> WHAT TO DO:
Extract all lines from the data beneath that include the word "cake".

╔══

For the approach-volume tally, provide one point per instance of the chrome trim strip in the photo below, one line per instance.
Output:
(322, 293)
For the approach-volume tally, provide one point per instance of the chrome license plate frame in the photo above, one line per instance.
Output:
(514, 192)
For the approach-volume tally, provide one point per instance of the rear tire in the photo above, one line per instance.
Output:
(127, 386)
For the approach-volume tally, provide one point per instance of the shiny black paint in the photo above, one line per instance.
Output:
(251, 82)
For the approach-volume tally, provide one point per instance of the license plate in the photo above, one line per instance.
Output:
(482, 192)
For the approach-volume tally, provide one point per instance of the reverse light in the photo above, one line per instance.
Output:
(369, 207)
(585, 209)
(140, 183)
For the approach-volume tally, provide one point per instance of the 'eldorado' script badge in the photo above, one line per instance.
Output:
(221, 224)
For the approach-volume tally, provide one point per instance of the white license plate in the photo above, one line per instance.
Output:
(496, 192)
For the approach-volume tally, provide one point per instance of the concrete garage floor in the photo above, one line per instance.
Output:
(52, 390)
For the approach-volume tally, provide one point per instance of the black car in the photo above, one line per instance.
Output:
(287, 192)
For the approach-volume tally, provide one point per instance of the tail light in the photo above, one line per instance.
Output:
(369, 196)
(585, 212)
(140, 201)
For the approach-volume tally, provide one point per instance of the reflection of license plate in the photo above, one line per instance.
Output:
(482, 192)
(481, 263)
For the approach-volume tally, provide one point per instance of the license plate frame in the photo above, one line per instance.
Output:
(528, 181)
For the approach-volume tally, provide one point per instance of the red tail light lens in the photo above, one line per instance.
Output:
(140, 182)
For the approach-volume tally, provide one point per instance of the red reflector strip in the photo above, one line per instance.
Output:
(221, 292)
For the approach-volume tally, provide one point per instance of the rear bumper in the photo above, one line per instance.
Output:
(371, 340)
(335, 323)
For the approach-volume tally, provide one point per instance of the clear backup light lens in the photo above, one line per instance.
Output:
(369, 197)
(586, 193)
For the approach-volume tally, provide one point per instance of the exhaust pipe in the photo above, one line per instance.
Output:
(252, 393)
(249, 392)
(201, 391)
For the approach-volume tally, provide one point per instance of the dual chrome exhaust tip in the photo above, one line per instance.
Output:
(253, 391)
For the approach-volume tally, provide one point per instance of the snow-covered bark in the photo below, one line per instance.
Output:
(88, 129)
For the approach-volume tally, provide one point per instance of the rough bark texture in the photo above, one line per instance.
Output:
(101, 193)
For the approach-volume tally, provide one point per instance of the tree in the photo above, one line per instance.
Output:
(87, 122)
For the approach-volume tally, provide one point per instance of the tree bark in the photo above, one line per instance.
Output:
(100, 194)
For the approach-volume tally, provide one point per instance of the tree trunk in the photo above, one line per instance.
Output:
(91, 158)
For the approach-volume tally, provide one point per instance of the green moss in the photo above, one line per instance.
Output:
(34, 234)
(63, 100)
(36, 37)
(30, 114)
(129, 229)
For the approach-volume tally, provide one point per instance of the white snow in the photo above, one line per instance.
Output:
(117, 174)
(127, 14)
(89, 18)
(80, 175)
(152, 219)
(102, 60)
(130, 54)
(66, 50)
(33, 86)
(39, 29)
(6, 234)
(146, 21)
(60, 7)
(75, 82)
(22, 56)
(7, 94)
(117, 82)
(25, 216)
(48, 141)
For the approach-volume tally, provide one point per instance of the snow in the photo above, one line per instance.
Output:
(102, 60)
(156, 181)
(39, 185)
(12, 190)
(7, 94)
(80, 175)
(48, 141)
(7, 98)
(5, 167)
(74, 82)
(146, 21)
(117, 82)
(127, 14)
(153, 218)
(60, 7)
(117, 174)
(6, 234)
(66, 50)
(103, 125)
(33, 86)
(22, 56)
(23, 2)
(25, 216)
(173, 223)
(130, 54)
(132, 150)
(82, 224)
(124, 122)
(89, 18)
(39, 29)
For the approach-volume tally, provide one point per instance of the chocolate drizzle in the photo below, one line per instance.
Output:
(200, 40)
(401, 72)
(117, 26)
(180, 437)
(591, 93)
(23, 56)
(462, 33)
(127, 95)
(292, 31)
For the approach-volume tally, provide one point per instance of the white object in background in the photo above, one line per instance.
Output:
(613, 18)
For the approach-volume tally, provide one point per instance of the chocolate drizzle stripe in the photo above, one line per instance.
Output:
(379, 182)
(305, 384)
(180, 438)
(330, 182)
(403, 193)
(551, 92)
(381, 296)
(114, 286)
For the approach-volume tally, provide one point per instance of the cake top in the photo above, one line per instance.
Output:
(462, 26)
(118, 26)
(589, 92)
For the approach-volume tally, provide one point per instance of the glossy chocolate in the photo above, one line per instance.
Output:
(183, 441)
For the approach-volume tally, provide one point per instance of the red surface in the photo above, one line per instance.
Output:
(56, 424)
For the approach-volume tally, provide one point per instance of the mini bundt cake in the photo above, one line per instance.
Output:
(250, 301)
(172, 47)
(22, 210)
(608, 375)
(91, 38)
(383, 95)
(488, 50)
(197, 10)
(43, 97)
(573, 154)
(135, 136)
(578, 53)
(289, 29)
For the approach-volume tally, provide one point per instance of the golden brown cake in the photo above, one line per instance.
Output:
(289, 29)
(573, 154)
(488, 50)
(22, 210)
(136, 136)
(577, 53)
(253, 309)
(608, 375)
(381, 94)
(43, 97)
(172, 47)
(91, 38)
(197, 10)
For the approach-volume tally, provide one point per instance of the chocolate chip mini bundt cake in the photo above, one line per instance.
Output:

╚══

> SOLUTION:
For the approach-volume tally, provide one point per instance of the cake top in the photo above, one line per instance.
For the approach-volume tally, provide one point per instance of the mini bundt cake in the photo above, one line per instance.
For the approach-volume tally, provide one point per instance of the golden brown cake in the photo above, one line per instance.
For the approach-volume tally, provide one point per instance of the chocolate chip mini bundt cake in the photo above, one line per instance.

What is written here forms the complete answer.